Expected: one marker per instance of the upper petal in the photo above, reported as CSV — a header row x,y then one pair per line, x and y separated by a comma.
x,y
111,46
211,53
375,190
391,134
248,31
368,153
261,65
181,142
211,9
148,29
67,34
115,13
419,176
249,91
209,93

━━━

Please convert the rows above into a two-column CSV headed instruction,response, with one line per row. Put each row's text in the instruction field and its answer in the response field, with each field quoted and its line breaks replaced by spaces.

Solution for this exercise -
instruction,response
"Expected: one marker per instance of the upper petal in the photo above, reported as CSV — a header row x,y then one pair per line, x and y separated by a comma.","x,y 111,46 211,53 375,190 391,134 248,31 368,153 261,65 181,142 211,9 148,29 67,34 115,13 419,176 249,91 209,93"